**YOUR OBJECTIVE**:
Read through the listing and copy every line that contains the word "below".

**SOURCE MATERIAL**:
=== Section Start ===
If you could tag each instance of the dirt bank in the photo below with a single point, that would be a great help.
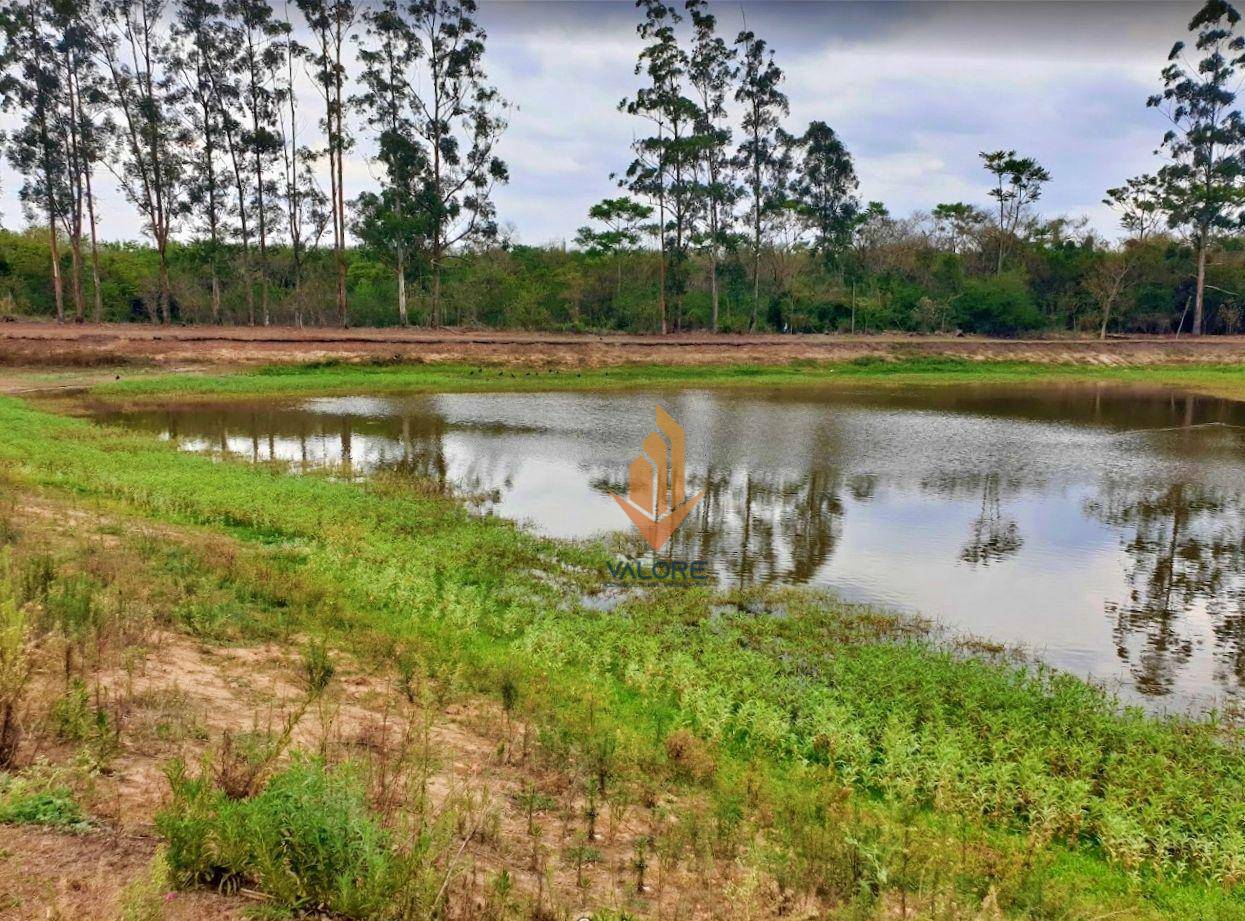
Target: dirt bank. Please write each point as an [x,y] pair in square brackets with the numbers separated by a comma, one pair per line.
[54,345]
=== Section End ===
=== Section Start ===
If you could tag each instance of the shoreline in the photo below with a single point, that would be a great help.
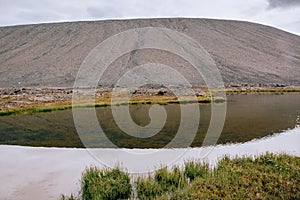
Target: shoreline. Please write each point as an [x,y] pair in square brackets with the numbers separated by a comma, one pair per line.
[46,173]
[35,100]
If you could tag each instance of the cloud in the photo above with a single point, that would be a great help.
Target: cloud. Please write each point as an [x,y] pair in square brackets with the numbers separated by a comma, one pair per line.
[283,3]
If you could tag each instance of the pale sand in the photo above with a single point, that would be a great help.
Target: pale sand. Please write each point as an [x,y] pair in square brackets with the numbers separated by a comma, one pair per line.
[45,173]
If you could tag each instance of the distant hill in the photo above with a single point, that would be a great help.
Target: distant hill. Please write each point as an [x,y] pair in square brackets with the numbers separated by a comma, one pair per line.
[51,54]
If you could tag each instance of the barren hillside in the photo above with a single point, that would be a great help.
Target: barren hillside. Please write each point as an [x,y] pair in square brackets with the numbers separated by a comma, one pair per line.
=== Section End ===
=== Section Start ===
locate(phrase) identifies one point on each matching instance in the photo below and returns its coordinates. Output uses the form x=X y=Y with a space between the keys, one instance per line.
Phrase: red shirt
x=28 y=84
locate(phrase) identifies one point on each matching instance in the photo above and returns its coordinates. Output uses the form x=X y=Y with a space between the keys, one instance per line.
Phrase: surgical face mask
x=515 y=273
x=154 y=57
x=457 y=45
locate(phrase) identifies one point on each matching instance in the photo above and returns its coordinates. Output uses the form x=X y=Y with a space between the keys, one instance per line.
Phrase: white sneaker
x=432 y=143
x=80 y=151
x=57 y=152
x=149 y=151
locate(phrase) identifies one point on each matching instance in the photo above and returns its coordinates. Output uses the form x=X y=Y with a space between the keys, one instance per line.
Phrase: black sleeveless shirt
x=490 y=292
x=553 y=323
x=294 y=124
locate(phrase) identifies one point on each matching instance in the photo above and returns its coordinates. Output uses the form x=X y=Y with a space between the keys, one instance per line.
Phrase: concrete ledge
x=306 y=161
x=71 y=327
=== Section End ===
**YOUR RESPONSE**:
If you could tag each instance of the dirt bank in the photo below with a single point, that would be a great help.
If you could tag each instance of the shoreline in the photo below with a single point, that would be a great help.
locate(phrase) identifies one point on each matching instance in the photo below and returns its coordinates. Output uses the form x=X y=Y with a space between the keys, one instance per line.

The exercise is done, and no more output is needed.